→ **Goal**
Please update everything from the line containing "to detect shrub." down to the line containing "left=196, top=110, right=213, bottom=132" by replacing "shrub" with "bush" and changing nothing else. Return only those lines of the records.

→ **Provided data**
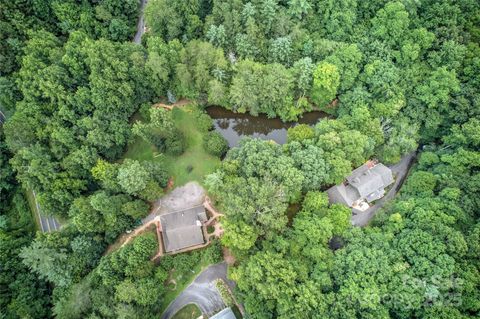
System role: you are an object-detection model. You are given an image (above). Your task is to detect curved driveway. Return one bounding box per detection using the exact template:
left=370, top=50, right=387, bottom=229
left=161, top=262, right=235, bottom=319
left=352, top=152, right=417, bottom=227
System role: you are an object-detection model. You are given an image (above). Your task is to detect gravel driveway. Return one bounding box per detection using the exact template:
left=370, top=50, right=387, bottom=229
left=142, top=182, right=205, bottom=224
left=161, top=262, right=235, bottom=319
left=352, top=152, right=417, bottom=227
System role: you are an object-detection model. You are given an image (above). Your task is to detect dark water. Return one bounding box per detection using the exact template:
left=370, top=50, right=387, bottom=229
left=206, top=106, right=328, bottom=147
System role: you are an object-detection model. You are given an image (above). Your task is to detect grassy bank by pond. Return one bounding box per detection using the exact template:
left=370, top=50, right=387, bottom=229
left=172, top=304, right=202, bottom=319
left=124, top=105, right=220, bottom=186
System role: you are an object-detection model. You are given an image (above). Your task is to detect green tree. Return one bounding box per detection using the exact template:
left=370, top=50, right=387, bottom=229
left=311, top=62, right=340, bottom=108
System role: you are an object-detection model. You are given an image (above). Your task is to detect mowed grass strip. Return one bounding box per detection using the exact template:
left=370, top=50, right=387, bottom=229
left=124, top=105, right=220, bottom=186
left=172, top=304, right=202, bottom=319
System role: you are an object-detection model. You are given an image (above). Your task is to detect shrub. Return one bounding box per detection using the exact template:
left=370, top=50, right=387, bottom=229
left=203, top=131, right=228, bottom=157
left=165, top=130, right=185, bottom=156
left=215, top=279, right=235, bottom=307
left=196, top=110, right=213, bottom=132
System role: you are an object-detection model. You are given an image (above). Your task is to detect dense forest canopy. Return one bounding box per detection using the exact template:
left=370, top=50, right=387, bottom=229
left=0, top=0, right=480, bottom=319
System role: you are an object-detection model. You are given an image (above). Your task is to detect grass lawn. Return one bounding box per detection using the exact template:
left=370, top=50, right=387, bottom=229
left=160, top=248, right=216, bottom=313
left=124, top=106, right=220, bottom=186
left=172, top=304, right=202, bottom=319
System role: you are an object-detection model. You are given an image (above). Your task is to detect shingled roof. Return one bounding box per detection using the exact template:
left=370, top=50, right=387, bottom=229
left=160, top=206, right=207, bottom=252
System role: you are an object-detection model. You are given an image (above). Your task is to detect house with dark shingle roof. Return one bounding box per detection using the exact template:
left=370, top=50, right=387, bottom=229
left=327, top=161, right=394, bottom=211
left=160, top=205, right=207, bottom=252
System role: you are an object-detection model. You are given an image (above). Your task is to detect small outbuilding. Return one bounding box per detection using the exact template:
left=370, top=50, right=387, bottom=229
left=327, top=161, right=394, bottom=211
left=210, top=308, right=236, bottom=319
left=160, top=205, right=207, bottom=252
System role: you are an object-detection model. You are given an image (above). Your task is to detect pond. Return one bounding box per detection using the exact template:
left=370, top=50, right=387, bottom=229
left=206, top=106, right=328, bottom=147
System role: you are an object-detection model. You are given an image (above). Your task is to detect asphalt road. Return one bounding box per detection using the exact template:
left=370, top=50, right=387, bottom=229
left=32, top=191, right=61, bottom=233
left=0, top=111, right=7, bottom=124
left=133, top=0, right=147, bottom=44
left=161, top=262, right=235, bottom=319
left=352, top=152, right=417, bottom=227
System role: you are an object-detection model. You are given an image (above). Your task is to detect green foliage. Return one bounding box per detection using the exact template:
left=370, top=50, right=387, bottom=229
left=203, top=131, right=228, bottom=157
left=312, top=62, right=340, bottom=109
left=287, top=124, right=315, bottom=143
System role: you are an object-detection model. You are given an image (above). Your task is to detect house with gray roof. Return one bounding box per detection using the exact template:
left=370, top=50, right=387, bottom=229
left=327, top=161, right=394, bottom=211
left=160, top=205, right=207, bottom=252
left=210, top=308, right=236, bottom=319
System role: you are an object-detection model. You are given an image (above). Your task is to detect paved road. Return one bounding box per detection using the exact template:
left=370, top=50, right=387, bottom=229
left=352, top=152, right=417, bottom=227
left=0, top=111, right=7, bottom=124
left=161, top=262, right=235, bottom=319
left=133, top=0, right=147, bottom=44
left=32, top=191, right=61, bottom=233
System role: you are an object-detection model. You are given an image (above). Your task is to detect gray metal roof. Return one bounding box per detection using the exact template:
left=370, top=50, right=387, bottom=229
left=160, top=206, right=207, bottom=252
left=327, top=164, right=393, bottom=206
left=210, top=308, right=236, bottom=319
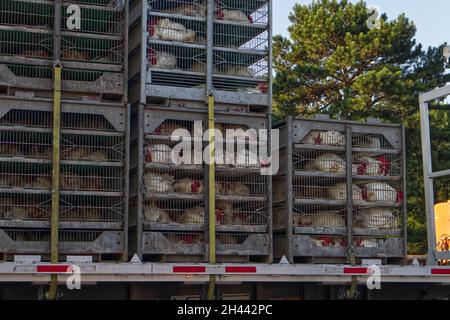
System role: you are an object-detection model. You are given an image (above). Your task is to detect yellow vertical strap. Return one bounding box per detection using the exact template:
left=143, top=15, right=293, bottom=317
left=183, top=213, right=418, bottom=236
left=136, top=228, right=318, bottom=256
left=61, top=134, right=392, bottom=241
left=47, top=67, right=61, bottom=300
left=207, top=94, right=216, bottom=300
left=208, top=95, right=216, bottom=264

→ **Expected answer**
System role: you are an object-detection model. You are given an image (above). Your task is to detect bush. Return one bounding box per detection using the exact template:
left=370, top=50, right=387, bottom=229
left=203, top=131, right=228, bottom=157
left=165, top=130, right=185, bottom=156
left=215, top=279, right=235, bottom=307
left=196, top=110, right=213, bottom=132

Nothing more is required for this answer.